▶ **Given task**:
Reproduce the data below word for word, leaving out the pictures.
-- start of Exercise materials --
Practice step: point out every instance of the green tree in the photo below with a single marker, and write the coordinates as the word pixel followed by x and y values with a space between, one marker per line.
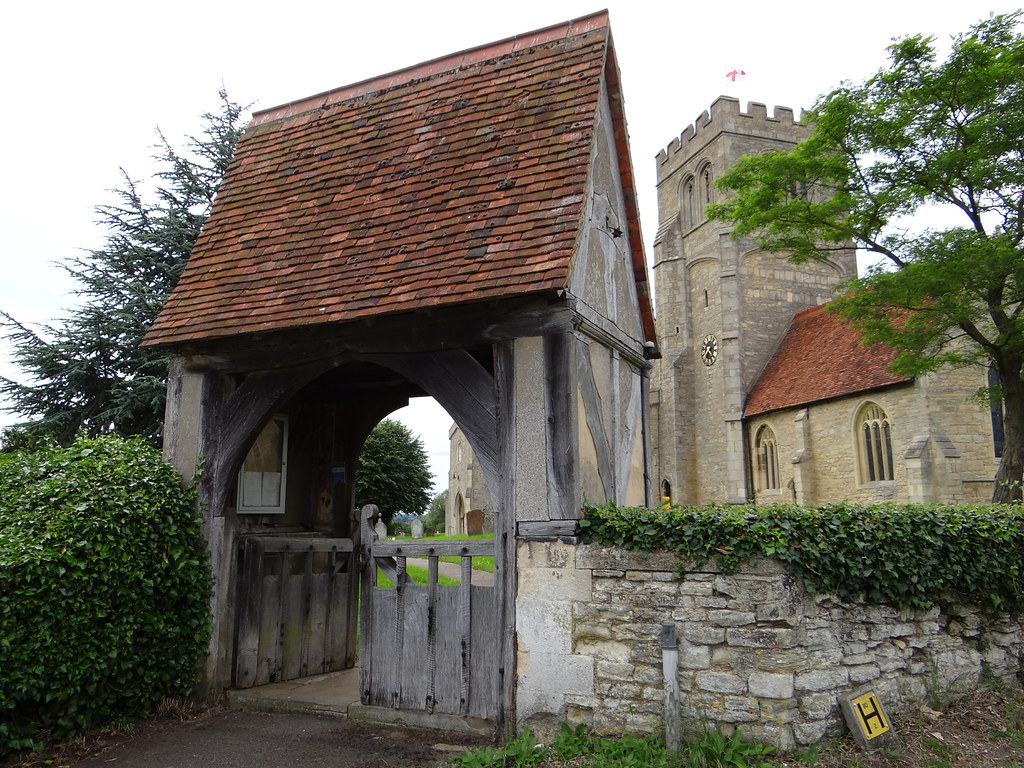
pixel 393 471
pixel 434 520
pixel 87 372
pixel 920 133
-- end of Exercise materials --
▶ **Finished answer**:
Practice step: point out every instance of the green tree in the photo below with a single marker, and write the coordinates as the word pixel followed by x and y values with a space between, one marker per line.
pixel 393 471
pixel 434 520
pixel 87 372
pixel 920 133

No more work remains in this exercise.